● **What to do**: Copy out, word for word, everything in the listing below from the line containing "indicate the pastry" down to the end of the listing.
--- BEGIN ---
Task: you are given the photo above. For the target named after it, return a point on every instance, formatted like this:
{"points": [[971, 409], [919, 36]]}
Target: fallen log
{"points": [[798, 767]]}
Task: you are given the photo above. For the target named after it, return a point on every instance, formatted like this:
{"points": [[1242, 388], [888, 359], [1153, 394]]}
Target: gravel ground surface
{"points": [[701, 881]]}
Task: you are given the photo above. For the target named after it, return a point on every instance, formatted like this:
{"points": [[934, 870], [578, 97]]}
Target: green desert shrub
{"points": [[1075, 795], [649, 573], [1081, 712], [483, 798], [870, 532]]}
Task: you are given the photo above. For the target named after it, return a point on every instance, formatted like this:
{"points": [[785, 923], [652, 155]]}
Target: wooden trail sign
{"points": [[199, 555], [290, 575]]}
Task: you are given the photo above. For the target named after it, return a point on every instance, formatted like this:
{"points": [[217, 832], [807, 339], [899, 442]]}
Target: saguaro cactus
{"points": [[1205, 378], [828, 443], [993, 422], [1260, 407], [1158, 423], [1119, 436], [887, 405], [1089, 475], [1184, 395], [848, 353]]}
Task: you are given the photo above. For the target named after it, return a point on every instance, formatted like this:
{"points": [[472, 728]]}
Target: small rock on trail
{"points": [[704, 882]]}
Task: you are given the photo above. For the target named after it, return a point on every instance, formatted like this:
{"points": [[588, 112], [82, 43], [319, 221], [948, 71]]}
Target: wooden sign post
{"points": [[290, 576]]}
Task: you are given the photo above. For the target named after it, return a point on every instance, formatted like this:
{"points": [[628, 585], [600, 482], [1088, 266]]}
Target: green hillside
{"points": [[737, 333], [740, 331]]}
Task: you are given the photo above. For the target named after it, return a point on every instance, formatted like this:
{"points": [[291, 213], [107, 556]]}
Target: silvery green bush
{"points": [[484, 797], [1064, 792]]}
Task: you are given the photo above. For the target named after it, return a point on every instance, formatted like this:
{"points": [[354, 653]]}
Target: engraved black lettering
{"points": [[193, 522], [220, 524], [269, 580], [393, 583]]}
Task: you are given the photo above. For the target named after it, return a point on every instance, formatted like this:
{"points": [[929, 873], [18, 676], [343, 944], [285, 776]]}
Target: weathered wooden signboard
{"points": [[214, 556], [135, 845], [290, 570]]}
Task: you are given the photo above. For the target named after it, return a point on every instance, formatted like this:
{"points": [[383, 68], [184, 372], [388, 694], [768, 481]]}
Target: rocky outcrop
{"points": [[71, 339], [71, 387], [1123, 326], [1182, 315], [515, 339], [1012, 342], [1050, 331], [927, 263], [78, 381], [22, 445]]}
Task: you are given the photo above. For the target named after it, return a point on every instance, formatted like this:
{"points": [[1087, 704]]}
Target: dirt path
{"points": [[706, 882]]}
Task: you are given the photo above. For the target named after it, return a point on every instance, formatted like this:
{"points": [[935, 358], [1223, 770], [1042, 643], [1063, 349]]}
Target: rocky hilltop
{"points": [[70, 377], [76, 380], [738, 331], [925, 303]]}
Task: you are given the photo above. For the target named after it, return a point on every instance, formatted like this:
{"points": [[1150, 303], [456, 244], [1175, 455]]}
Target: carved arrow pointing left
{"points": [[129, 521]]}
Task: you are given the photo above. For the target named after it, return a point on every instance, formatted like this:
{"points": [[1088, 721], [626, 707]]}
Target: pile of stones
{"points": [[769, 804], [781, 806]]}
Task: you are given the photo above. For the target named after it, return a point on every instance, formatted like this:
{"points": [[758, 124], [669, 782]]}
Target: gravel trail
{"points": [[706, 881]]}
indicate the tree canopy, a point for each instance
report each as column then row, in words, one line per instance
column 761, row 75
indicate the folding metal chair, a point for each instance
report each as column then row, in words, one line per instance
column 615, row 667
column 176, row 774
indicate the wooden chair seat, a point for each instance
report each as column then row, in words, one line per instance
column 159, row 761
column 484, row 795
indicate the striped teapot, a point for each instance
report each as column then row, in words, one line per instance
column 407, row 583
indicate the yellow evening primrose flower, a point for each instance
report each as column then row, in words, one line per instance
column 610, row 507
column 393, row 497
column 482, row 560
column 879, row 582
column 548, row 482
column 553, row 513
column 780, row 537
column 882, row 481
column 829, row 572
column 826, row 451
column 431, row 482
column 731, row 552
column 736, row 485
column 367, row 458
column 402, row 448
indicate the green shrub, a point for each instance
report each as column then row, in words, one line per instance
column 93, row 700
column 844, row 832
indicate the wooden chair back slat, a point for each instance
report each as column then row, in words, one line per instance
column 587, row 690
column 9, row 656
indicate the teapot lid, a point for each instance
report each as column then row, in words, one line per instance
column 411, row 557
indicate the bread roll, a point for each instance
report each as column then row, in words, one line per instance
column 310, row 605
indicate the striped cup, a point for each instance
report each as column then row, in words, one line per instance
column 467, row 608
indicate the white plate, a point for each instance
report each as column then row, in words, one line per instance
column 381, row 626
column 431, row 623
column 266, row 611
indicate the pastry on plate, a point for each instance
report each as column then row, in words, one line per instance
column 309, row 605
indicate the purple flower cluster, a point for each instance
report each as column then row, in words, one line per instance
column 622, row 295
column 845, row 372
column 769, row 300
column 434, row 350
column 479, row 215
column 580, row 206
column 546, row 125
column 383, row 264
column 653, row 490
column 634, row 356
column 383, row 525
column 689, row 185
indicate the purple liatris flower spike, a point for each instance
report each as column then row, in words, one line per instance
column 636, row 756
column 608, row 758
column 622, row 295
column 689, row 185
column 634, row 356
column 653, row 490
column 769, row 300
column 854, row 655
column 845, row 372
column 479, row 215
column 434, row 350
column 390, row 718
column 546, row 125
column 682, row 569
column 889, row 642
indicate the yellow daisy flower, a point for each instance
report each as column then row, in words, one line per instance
--- END ---
● **Reply**:
indicate the pastry on plate, a point for each instance
report each as column then row, in words, one line per instance
column 309, row 605
indicate the purple flower cluster, a point for each instance
report each as column then row, in words, one line per instance
column 622, row 295
column 845, row 372
column 769, row 300
column 434, row 350
column 479, row 215
column 580, row 206
column 546, row 125
column 383, row 264
column 653, row 490
column 634, row 356
column 383, row 525
column 689, row 185
indicate the purple liatris flower spike, a point for each instance
report each as column then row, in words, one line per instance
column 636, row 756
column 608, row 758
column 622, row 295
column 689, row 185
column 634, row 356
column 653, row 490
column 769, row 300
column 854, row 655
column 845, row 372
column 479, row 215
column 434, row 350
column 390, row 718
column 546, row 125
column 682, row 569
column 889, row 642
indicate the yellow daisy flower, a point for each instance
report each as column then row, in words, one line per instance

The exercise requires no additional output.